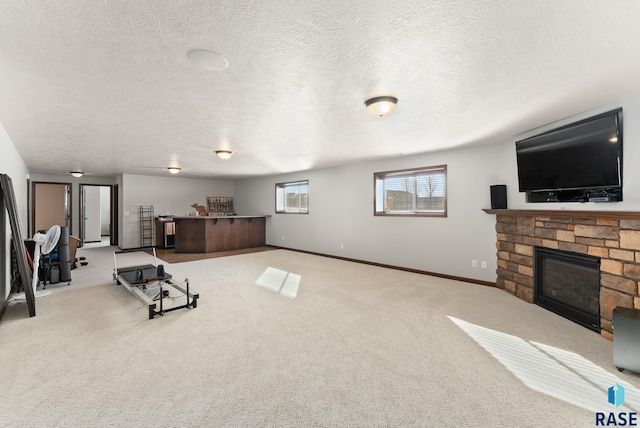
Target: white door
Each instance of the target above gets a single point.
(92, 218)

◆ ◆ ◆ ◆

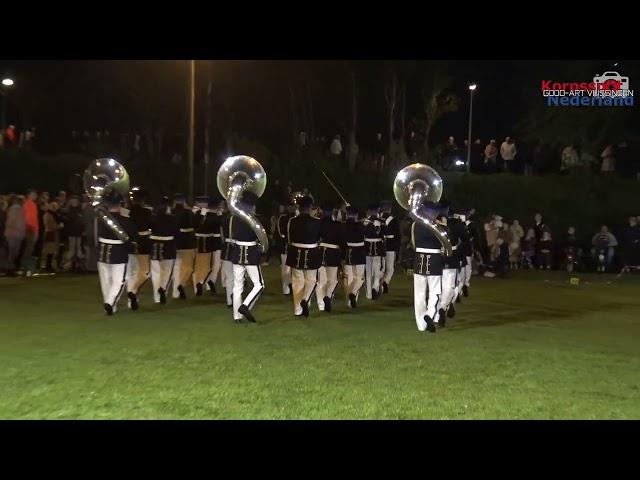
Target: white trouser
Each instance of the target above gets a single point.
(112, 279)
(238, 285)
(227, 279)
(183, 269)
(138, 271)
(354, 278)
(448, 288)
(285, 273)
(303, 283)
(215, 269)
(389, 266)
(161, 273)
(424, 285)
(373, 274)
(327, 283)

◆ ◆ ◆ ◆

> **EXERCISE GOAL**:
Your task is to copy each line of the data above that holds "white".

> **RESULT OF THE EXERCISE**:
Target: white door
Target: white trouser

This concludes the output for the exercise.